== Extract ==
The University Children’s Hospital’s Fitness Clinic is one of 16 hospitals chosen by the National Association of Children’s Hospitals and Related Institutions to take part in a collaborative focus group to combat childhood obesity through research and treatment, the University recently announced.

The study, funded by Mattel Children’s Foundation, will continue for 18 months and will include three meetings with representatives of the participating hospitals as well as daily sharing of information through e-mail and telecommunications, explained Susan Cluett, a Children’s Fitness Clinic nurse practitioner and program director.

The goal of the focus group is to bring together an interesting and diverse group of people to address the issue of childhood obesity in the United States, NACHRI Child Advocacy Director Karen Seaver-Hill said, describing obesity as being “among the most vexing health problems facing children today in the world of preventative health.”

Seaver-Hill added that this research is important because children today face adult diseases as a result of obesity.

“It is only together [that] we can find out what is best for these kids,” she said.

The focus group’s reason for selecting the 16 participants, Seaver-Hill said, was “to strike a balance of opinion, a balance of application, a balance of hospital type and a regional balance ... [to] have as many voices at the table as possible” in order to develop a comprehensive understanding of what leads to childhood obesity.

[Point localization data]
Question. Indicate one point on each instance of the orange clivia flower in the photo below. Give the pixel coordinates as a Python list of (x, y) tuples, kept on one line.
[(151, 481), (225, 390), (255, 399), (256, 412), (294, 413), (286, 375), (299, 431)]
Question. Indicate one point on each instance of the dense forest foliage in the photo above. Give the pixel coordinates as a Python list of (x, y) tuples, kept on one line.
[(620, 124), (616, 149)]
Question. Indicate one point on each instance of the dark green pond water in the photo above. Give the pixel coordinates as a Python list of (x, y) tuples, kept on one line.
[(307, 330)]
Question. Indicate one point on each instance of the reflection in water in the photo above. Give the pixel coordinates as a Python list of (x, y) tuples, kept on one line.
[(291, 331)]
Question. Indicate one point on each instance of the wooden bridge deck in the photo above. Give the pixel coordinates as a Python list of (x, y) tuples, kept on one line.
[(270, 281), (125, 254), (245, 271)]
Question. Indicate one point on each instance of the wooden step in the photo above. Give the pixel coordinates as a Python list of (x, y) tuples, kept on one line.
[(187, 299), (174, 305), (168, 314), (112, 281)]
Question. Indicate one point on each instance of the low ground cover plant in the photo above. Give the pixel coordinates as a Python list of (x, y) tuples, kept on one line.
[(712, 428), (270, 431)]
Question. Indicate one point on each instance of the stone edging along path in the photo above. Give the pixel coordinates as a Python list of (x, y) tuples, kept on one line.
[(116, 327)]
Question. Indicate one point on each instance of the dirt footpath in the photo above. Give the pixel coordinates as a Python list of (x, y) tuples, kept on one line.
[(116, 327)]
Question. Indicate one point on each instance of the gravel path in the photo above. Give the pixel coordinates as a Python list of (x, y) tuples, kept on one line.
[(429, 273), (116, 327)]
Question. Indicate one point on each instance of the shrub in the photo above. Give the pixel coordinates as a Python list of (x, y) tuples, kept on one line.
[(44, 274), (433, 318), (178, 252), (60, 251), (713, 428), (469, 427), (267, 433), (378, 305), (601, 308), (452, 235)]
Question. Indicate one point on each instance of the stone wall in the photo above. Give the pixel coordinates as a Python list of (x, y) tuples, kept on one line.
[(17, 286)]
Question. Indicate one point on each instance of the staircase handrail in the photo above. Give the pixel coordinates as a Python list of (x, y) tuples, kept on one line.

== Directions ==
Output, word for word, the part of the article about the childhood obesity focus group that begins at "The goal of" and ends after "result of obesity.". Draw only on the article about the childhood obesity focus group.

== Written reply ==
The goal of the focus group is to bring together an interesting and diverse group of people to address the issue of childhood obesity in the United States, NACHRI Child Advocacy Director Karen Seaver-Hill said, describing obesity as being “among the most vexing health problems facing children today in the world of preventative health.”

Seaver-Hill added that this research is important because children today face adult diseases as a result of obesity.